[Data items]
========================

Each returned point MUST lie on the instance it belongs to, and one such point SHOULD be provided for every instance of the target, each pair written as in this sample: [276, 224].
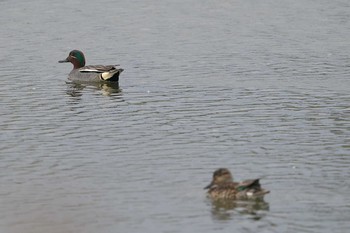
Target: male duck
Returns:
[96, 73]
[223, 187]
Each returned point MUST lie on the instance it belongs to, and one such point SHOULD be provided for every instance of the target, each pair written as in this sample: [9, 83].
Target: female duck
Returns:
[223, 187]
[96, 73]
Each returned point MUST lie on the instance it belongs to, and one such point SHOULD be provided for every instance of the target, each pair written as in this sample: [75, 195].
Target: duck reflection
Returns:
[75, 89]
[227, 209]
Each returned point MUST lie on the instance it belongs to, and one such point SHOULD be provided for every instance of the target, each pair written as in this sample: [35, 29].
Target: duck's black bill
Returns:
[62, 61]
[209, 186]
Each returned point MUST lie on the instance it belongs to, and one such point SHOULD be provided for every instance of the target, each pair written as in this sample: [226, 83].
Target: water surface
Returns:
[260, 87]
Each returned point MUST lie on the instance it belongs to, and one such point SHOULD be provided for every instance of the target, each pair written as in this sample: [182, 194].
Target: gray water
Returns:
[259, 87]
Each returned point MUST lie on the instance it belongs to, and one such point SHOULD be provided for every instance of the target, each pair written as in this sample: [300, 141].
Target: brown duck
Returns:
[223, 187]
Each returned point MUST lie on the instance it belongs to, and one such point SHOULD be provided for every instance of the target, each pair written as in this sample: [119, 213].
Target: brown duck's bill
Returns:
[62, 61]
[209, 186]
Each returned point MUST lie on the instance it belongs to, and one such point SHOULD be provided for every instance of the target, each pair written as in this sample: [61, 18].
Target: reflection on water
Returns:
[75, 89]
[227, 209]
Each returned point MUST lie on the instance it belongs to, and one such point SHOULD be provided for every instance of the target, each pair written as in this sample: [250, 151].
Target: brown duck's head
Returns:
[76, 57]
[220, 176]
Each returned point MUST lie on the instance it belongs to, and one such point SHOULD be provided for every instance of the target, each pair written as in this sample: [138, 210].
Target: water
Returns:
[260, 87]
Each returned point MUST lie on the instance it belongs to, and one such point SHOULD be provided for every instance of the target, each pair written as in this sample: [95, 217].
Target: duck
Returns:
[222, 187]
[91, 73]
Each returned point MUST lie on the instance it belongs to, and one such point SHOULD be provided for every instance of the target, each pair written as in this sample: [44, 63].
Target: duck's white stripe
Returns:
[90, 70]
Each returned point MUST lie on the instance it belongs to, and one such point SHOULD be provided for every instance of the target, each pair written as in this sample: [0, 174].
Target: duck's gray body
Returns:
[97, 73]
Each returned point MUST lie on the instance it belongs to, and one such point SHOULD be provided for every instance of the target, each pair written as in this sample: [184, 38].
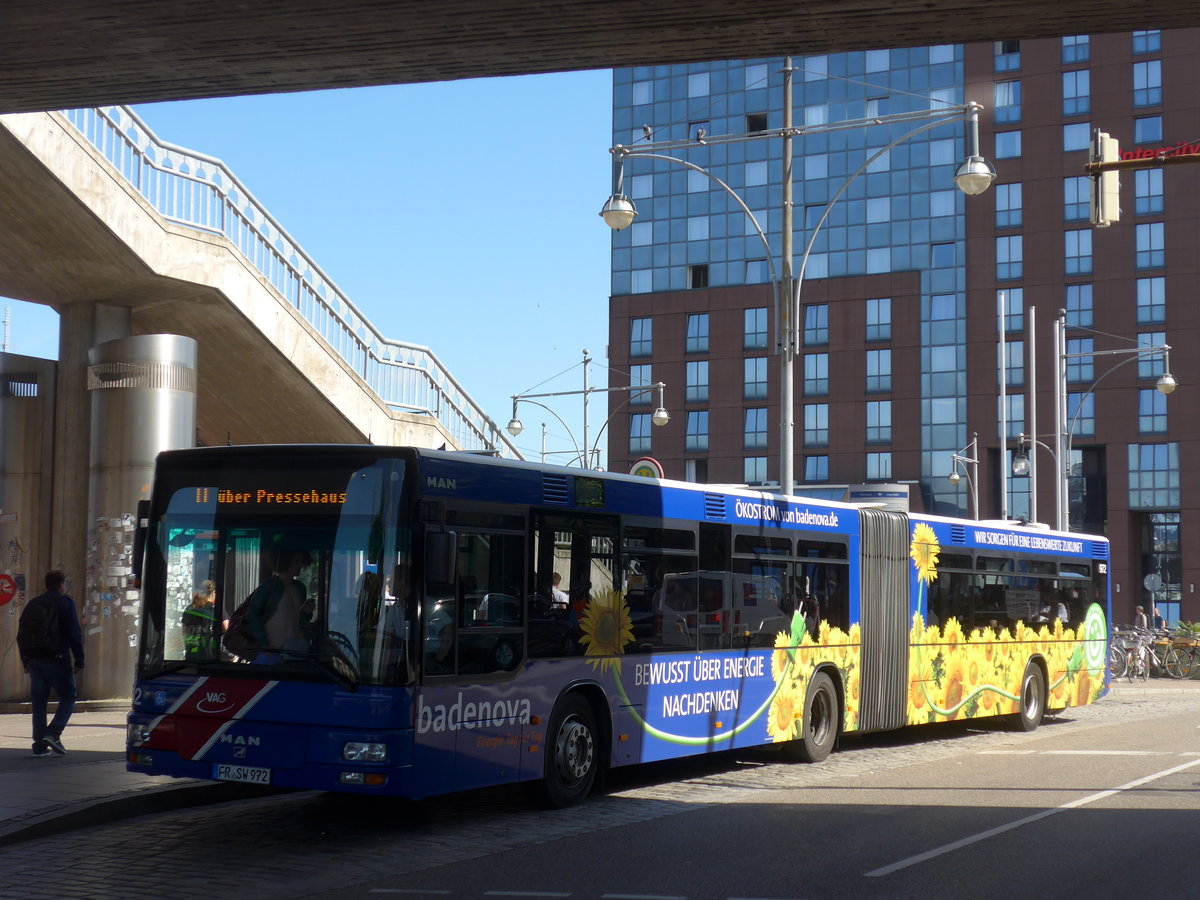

========================

▶ The task
An exact, picture-free copy of the entries is required.

▶ Answer box
Each returned point MUST lie on the instance it belongs to, and one such point SHOULD be provided for every instance of the target, each pair written as in this sample: [276, 224].
Target: male duck
Returns:
[96, 73]
[223, 187]
Each returned point MUST lie on the instance it belongs to, and one such point SHOULD be provided for every instance of the target, each pair written as in this sample: [9, 83].
Target: female duck
Returns:
[223, 187]
[96, 73]
Each returned point MUST lie on the instance it belongs to, and one such point SHOULD be provided for every instance of the target, each pair written as in this sample: [75, 195].
Target: duck reflection
Returns:
[75, 89]
[227, 209]
Each returned point MUST lie on the instance it belongs to, and one such point SHOULD be provided for every instance of the target, each pair written as in this sample: [35, 29].
Target: duck's black bill
Returns:
[62, 61]
[209, 186]
Each returned point MUST lie on the instance it belongs to, and one such point SHOULD be provided for every instance of the target, each pair written as in this sample: [226, 83].
Target: water surface
Returns:
[260, 87]
Each returned point MUST lie on the instance it belongs to, and one such point SHOULD be provided for every instance of the target, each pair written as in this sample: [182, 194].
Target: gray water
Returns:
[259, 87]
Each returned point MUST lie on the instance it belongs to, and one such point SHOULD be provided for every instance of the target, each pair written as in this sample: [300, 141].
Target: brown duck
Returns:
[223, 187]
Each returned point MUST lie on the instance it belongs to, and one such point SHOULD be provided for every instance of the target, each pair written as in this sample: [119, 213].
Target: brown duck's bill
Returns:
[62, 61]
[209, 186]
Each returned point MUST lie on the instance it belongs to, and one such point SHOULD be provided for every instance of the target, each pair written as in this sample: [61, 18].
Target: reflection on water
Returns:
[75, 89]
[227, 209]
Each returned point MUST lie on the instance it belongs to, and one such point SHOULD be provided for every instance of the target, each pair written as in this sample: [250, 151].
Target: brown duck's head
Returns:
[76, 57]
[220, 176]
Each returned point MUST lie on the instance it belongs to, and one such point SHOULD be provided for every instance of the target, each pair written as in this sample: [138, 210].
Target: water
Returns:
[260, 87]
Each returned point MUST lie on the instance it belongs to, and one such point SHOULD be provided for every instance of the target, each pair written as in this sample: [95, 217].
Target: duck
Returns:
[222, 187]
[91, 73]
Each returned point MUST lie on the instance it belongs to, and one such point SHOULD be provided for every instance of the target, each pair written as in this sample: [44, 63].
Target: duck's white stripe
Returns:
[90, 70]
Each returned point MUST lie on the instance it belongs to, and one such point SHOULD be provided for every instance of the target, each pair written as in this sample: [0, 174].
Target: duck's gray body
Returns:
[97, 73]
Each returned point MUST lie on the instance it belongs to, and one such point SHOULD be provided for every instance of the target, each pair written as in this sample: [184, 38].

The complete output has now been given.